## BEGIN
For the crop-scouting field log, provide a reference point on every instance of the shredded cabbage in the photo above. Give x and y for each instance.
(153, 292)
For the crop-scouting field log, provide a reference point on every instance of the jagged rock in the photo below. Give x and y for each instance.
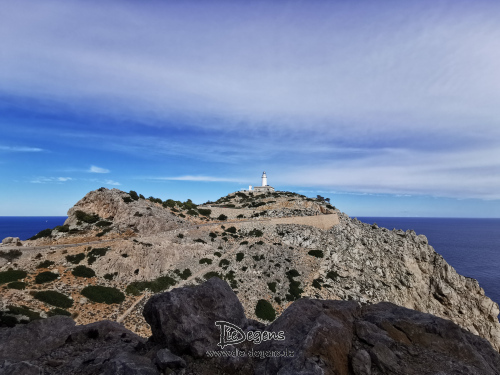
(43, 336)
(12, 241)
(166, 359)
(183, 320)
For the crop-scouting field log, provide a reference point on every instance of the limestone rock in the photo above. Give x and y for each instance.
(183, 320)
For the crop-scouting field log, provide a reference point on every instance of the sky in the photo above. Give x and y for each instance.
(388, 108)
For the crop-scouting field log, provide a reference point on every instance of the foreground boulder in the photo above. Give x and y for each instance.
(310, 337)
## END
## BEGIN
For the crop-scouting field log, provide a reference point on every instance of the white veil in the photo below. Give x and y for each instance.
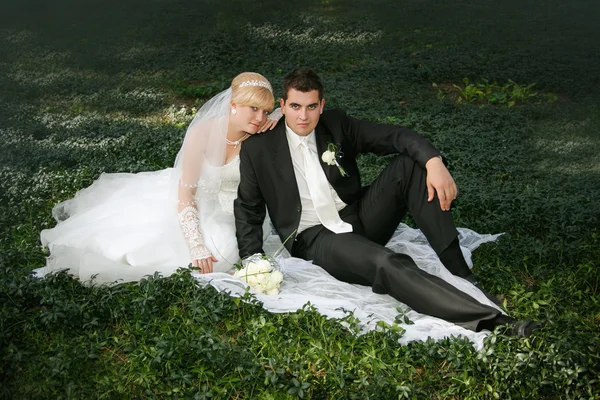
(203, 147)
## END
Work to be completed. Return each line of the material above that contains the word "instance", treating uppercase and lowercase letters as distinct.

Correct answer.
For the crop-scouting field log, provide a reference point on every instance of the shredded cabbage in the photo above. Give x and y for each instance.
For the crop-scouting field log, provide a reference point on every instance of the jagged rock in the photo below. Give x and y for each instance.
For the crop-scouting field log, provide a reference point on every instance of the limestone rock in the photo above. Give x and y for each instance.
For the crop-scouting field log, provide a reference point on every instance of the sky in the photo above. Give x and y for each instance.
For the crop-scouting field log, provide a reference point on every instance of the foreground boulder in the photo above. Give x and y for each instance.
For the crop-scouting field log, provide a reference point on every instance of the white veil in the photo below. Give x and y for each instance.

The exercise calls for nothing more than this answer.